* Actions à mener *
a) Extrayez telles quelles toutes les lignes des entrées, en laissant les images de côté.
b) Poursuivez l'article sur les marchés obligataires chinois après sa dernière phrase.

* Texte de la page *
-*-
Les marchés obligataires chinois à la croisée des chemins
Les jours à venir s’annoncent plus radieux que les trois premiers trimestres 2015 pour le marché obligataire chinois, contrarié ces derniers mois par la perception négative extérieure de la décélération de croissance de l’économie de l’Empire du Milieu, et, par la dépréciation du Renminbi. L’embellie espérée devrait concerner à la fois les émissions libellées en CNY (Renminbi « onshore ») et celles en CNH (Renminbi « offshore »).
Le rythme des émissions en CNH, d’un montant équivalent à 3,8 milliards de dollars US au troisième trimestre, s’est déjà considérablement ralenti. Le déclin s’établit à 56,7 % par rapport au deuxième trimestre et se chiffre à 57,6 % d’une année sur l’autre. Les émissions en CNY (environ 143,2 milliards de dollars US), quant à elles, sont restées stables à comparer au deuxième trimestre. Elles correspondent toutefois à une diminution de 9,5 % par rapport à l’année dernière. Au total, en cumul annuel, les émissions en CNY ont atteint 354,8 milliards de dollars US, « parties pour demeurer significativement inférieures en 2015 aux volumes de 2014, de 498,7 milliards de dollars, » estime l’Asia Securities Industry and Financial Markets Association (ASIFMA) basée à Hong Kong. Cela, même si le dernier trimestre semble placé sous de meilleurs auspices.
Ouverture du marché domestique
L’accélération de la baisse des taux d’intérêts de cet été devrait encourager les émetteurs domestiques à revenir sur le marché, en particulier ceux du secteur immobilier. Les grandes banques chinoises également doivent adresser d’importants besoins en capitaux, liés à l’augmentation de leurs prêts non productifs et à la forte croissance de leur ratio « dépôts sur actifs ».
-*-
* Entrées *

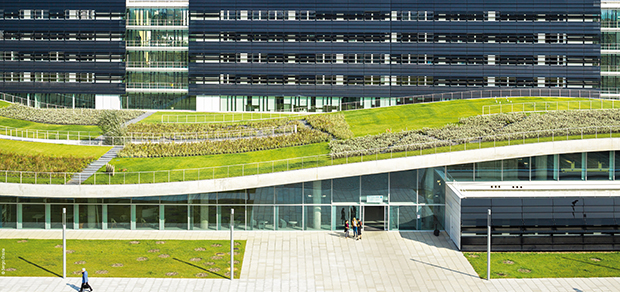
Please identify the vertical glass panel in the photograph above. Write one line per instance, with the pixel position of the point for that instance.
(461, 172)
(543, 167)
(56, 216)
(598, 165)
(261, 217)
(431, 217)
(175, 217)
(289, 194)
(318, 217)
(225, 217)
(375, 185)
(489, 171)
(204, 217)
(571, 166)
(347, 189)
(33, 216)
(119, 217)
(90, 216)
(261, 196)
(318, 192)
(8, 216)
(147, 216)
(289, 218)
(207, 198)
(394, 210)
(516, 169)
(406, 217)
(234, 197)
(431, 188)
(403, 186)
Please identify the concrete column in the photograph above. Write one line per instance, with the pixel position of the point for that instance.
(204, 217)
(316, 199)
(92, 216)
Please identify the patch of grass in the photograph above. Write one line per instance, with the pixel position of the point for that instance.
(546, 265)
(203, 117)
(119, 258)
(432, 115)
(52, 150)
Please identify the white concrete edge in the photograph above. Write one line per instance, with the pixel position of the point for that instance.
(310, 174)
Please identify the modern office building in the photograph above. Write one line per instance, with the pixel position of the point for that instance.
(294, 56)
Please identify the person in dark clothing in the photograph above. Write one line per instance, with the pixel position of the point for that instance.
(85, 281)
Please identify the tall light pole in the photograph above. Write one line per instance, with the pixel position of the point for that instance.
-*-
* Réponses finales *
a)
Please identify the vertical glass panel in the photograph above. Write one line per instance, with the pixel position of the point for that instance.
(461, 172)
(543, 167)
(56, 216)
(598, 165)
(261, 217)
(431, 217)
(175, 217)
(289, 194)
(318, 217)
(225, 217)
(375, 185)
(489, 171)
(204, 217)
(571, 166)
(347, 189)
(33, 216)
(119, 217)
(90, 216)
(261, 196)
(318, 192)
(8, 216)
(147, 216)
(289, 218)
(207, 198)
(394, 210)
(516, 169)
(406, 217)
(234, 197)
(431, 188)
(403, 186)
Please identify the concrete column in the photograph above. Write one line per instance, with the pixel position of the point for that instance.
(204, 217)
(316, 199)
(92, 216)
Please identify the patch of grass in the photograph above. Write one line per instance, with the pixel position of the point for that instance.
(546, 265)
(203, 117)
(119, 258)
(432, 115)
(52, 150)
Please identify the white concrete edge in the photograph above. Write one line per instance, with the pixel position of the point for that instance.
(310, 174)
Please identify the modern office building in the photograph above. Write one line per instance, with the pixel position of the point for that instance.
(294, 56)
Please identify the person in dark clothing in the photograph above. Write one line per instance, with the pixel position of the point for that instance.
(85, 281)
Please identify the tall light pole in the photograph above. Write one line per instance, with the pixel position of the point for that instance.

b)
De plus, désormais, les acteurs étrangers peuvent procéder à des émissions obligataires en CNY sur le marché continental. Les premières autorisation auprès de banques étrangères afin d’émettre des obligations en CNY, appelées « Panda bond », ont été attribuées en septembre. La réussite de ces premières émissions (de HSBC et de la filiale hongkongaise de Bank of China) a toutes les chances de susciter d’autres vocations.
La demande des investisseurs aussi devrait s’étoffer, notamment grâce à l’ouverture récente du marché à des acteurs extérieurs « offshore », comme les banques centrales étrangères ou les institutions internationales multilatérales. L’arrivée de ces acteurs en quête de diversification est un catalyseur incontestable.
A ce jour, la dette CNY en circulation est évaluée à 6 570 milliards de dollars (à la fin du troisième trimestre), surtout détenue par les souverains (3 750 milliards de dollars), suivis du secteur financier (1 350 milliards de dollars) puis de l’industrie (554 milliards de dollars).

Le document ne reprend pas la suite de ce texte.